Selected excerpt
>> START

Method of improving adhesion between molding compounds and an apparatus thereof

Description

CROSS-REFERENCE TO RELATED APPLICATION(S)

This patent application claims priority under 35 U.S.C. § 119(e) of the U.S. Provisional Patent Application Ser. No. 62/167,157, filed May 27, 2015, entitled “SEMICONDUCTOR PACKAGE WITH PLATING METAL SHIELD,” which is hereby incorporated by reference in its entirety.

FIELD OF THE INVENTION

The present invention relates to semiconductor packaging. More specifically, the present invention relates to improved adhesion between molding compounds in semiconductor packages.

BACKGROUND OF THE INVENTION

Semiconductor packages with poor adhesion between two molding compounds can lead to reliability issues, including package failure. Thus, there is a need for a semiconductor package with improved adhesion strength on the two molding compounds.

SUMMARY OF THE INVENTION

Embodiments of the present invention relate to a semiconductor package that includes a locking feature. The locking feature is provided by an unnatural surface roughness of a first molding compound to increase adhesion with a second molding compound. Surfaces of first molding compound are roughened by an abrasion process such that the surfaces are rougher than the natural surface roughness of an untreated molding compound surface. The roughened surfaces of the first molding compound provide better adhesion of the second molding compound to the roughened surfaces than to untreated surfaces (e.g., surfaces with the natural surface roughness).

In one aspect, a semiconductor package is provided. The semiconductor device includes a molded leadframe. The molded leadframe includes a partially etched leadframe that is partially encased in a first molding compound. A top surface of the first molding compound has an unnatural surface roughness that is rougher than a natural surface roughness of an untreated molding compound surface. The semiconductor package also includes a die electrically mounted on the molded leadframe, and a second molding compound partially encapsulating the die and the molded leadframe. A bottom surface of the second molding compound conforms to the unnatural surface roughness of the top surface of the first molding compound.

In some embodiments, the unnatural surface roughness of the top surface of the first molding compounds creates a locking feature to a following compound molding process. In some embodiments, the locking feature is created in part by first molding compound fillers.

>> END

To-do list
1. In the patent description, what process roughens the surfaces of the first molding compound?
2. Reproduce the patent description's wording between "Method of improving" and "in semiconductor packages.", inclusive.
Leave the records out of this work.

Given records
>> START

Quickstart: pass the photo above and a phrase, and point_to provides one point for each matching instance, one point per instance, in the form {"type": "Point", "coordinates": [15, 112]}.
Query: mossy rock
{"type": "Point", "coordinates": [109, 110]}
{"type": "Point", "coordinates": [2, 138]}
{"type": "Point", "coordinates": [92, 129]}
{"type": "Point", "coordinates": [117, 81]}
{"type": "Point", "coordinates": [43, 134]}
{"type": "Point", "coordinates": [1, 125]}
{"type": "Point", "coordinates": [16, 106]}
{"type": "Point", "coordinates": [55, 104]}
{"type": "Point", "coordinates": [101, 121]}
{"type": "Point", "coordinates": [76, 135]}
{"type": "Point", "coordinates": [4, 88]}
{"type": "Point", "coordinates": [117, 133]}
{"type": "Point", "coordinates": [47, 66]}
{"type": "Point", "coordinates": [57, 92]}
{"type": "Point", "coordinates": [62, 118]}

>> END

Solved tasks
1. An abrasion process.

2.
Method of improving adhesion between molding compounds and an apparatus thereof

Description

CROSS-REFERENCE TO RELATED APPLICATION(S)

This patent application claims priority under 35 U.S.C. § 119(e) of the U.S. Provisional Patent Application Ser. No. 62/167,157, filed May 27, 2015, entitled “SEMICONDUCTOR PACKAGE WITH PLATING METAL SHIELD,” which is hereby incorporated by reference in its entirety.

FIELD OF THE INVENTION

The present invention relates to semiconductor packaging. More specifically, the present invention relates to improved adhesion between molding compounds in semiconductor packages.